How to complete this task: Search the records for the word "after". Copy every line where it appears.

(Stored data)
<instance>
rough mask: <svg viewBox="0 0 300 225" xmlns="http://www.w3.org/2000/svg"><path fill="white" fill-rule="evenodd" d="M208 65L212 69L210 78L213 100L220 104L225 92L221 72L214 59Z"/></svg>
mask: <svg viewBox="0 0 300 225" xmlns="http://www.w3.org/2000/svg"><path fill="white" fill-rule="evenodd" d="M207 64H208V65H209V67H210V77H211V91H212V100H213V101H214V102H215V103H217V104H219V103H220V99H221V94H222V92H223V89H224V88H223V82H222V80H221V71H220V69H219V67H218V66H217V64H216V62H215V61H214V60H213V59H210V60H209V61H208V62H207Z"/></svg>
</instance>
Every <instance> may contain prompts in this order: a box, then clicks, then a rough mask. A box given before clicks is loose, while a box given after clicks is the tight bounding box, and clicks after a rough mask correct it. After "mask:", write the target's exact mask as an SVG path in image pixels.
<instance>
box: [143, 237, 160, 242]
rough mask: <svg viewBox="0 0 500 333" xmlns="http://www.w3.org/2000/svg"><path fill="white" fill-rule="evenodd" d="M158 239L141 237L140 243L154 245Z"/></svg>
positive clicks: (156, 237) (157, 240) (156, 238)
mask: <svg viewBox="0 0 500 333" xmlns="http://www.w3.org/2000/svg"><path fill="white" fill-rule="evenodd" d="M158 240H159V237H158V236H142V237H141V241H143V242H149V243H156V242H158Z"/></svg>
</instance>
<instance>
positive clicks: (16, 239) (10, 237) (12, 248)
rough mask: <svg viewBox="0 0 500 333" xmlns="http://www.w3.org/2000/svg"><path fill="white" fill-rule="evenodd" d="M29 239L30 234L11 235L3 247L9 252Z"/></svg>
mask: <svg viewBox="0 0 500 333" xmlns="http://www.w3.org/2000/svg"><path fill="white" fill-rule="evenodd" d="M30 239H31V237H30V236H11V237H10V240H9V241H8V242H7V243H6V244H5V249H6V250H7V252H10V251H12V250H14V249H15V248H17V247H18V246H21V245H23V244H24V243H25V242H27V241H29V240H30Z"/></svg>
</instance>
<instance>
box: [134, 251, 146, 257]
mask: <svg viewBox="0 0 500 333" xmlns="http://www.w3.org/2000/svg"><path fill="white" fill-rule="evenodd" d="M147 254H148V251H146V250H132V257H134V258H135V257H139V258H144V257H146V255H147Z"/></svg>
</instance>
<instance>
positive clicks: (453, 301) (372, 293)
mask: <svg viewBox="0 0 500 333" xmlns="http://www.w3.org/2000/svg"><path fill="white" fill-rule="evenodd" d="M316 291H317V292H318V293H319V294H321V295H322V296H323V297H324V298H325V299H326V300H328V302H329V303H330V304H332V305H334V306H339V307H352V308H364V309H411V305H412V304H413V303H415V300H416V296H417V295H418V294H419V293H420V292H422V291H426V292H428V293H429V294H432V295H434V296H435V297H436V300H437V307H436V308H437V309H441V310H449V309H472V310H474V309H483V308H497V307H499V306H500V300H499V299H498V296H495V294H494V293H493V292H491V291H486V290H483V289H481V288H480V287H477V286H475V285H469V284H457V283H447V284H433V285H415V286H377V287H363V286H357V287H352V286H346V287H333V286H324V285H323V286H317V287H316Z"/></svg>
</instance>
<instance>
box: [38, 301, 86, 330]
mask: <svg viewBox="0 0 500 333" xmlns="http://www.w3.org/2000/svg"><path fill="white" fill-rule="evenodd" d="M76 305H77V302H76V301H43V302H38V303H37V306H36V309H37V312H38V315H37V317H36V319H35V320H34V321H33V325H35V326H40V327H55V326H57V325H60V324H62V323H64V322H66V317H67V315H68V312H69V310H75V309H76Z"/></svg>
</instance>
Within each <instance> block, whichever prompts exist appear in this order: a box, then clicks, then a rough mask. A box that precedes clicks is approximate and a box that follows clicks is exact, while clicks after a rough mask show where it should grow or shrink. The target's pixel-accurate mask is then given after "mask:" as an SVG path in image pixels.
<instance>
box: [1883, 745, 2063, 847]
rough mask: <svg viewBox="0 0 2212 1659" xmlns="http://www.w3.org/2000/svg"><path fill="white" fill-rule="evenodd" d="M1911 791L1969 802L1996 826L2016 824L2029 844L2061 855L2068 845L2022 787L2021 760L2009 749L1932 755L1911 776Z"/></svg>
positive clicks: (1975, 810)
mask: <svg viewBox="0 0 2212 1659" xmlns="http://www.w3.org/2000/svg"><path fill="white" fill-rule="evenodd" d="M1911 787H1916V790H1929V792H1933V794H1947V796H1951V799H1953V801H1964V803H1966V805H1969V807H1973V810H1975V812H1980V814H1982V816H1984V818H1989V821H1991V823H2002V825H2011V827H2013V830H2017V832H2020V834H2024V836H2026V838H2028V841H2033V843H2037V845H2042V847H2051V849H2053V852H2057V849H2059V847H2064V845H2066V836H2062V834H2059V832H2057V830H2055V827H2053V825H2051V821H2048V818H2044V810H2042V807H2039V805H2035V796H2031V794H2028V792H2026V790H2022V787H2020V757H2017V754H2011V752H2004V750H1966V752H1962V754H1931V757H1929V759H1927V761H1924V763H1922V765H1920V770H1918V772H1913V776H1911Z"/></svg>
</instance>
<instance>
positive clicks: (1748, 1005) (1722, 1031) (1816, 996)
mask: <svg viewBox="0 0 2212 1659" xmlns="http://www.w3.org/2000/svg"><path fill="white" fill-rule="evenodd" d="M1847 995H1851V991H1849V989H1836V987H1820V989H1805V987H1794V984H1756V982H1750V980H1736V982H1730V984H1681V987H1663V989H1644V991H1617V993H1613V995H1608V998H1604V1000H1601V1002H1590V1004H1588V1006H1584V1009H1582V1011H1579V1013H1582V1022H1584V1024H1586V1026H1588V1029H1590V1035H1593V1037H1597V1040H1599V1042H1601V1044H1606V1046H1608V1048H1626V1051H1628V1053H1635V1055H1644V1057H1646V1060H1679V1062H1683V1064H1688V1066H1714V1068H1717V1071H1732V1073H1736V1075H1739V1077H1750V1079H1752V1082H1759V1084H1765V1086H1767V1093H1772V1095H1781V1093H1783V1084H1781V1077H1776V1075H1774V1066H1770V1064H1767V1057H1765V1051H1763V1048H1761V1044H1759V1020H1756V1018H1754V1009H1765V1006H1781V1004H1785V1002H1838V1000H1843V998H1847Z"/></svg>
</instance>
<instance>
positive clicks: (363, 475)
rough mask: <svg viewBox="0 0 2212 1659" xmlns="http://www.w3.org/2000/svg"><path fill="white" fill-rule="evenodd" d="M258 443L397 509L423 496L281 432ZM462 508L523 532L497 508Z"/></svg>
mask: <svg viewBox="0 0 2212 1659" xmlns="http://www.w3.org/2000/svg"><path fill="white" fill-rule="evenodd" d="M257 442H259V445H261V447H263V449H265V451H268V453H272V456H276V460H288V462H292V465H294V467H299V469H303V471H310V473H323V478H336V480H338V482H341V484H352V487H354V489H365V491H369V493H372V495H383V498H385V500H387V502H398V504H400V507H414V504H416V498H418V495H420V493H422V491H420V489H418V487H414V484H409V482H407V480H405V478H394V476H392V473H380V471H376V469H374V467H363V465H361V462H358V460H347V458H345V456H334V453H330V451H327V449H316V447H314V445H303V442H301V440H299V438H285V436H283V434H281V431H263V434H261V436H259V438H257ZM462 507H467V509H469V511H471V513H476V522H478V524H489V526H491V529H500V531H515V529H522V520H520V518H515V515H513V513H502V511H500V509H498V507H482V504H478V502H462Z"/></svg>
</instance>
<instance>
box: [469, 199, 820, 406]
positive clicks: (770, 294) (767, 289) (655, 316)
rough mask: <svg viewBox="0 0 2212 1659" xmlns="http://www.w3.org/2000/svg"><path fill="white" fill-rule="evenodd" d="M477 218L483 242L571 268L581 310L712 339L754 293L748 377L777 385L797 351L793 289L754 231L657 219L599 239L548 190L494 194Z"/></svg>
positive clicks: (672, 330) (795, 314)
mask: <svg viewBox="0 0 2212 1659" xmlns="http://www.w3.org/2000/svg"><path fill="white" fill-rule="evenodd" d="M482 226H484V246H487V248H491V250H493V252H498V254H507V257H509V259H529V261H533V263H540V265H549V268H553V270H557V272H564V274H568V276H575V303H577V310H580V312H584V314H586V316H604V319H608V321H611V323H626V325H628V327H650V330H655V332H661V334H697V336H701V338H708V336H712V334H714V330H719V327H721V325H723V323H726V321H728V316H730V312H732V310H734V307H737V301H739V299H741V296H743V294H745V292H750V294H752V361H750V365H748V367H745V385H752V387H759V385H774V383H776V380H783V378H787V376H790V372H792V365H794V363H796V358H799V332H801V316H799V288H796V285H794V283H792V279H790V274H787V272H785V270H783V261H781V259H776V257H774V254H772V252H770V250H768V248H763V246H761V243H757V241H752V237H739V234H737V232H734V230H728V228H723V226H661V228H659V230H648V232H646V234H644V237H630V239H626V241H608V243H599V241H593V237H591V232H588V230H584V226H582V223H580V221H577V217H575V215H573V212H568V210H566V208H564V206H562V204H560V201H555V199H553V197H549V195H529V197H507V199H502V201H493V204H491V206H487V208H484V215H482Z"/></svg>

Response to this task:
Every <instance> may contain prompts in this order: a box, then clicks, then a rough mask. A box given before clicks is loose, while a box given after clicks is the tight bounding box, and clicks after a rough mask correct it. After "mask:", write the target's exact mask as an SVG path in image pixels.
Within each <instance> block, whichever prompts exist appear in this order: a box, then clicks, then a rough mask. A box that precedes clicks is approximate and a box that follows clicks is exact, while clicks after a rough mask show where it should grow or shrink. The target's pixel-accurate mask is then given after "mask:" as an SVG path in image pixels.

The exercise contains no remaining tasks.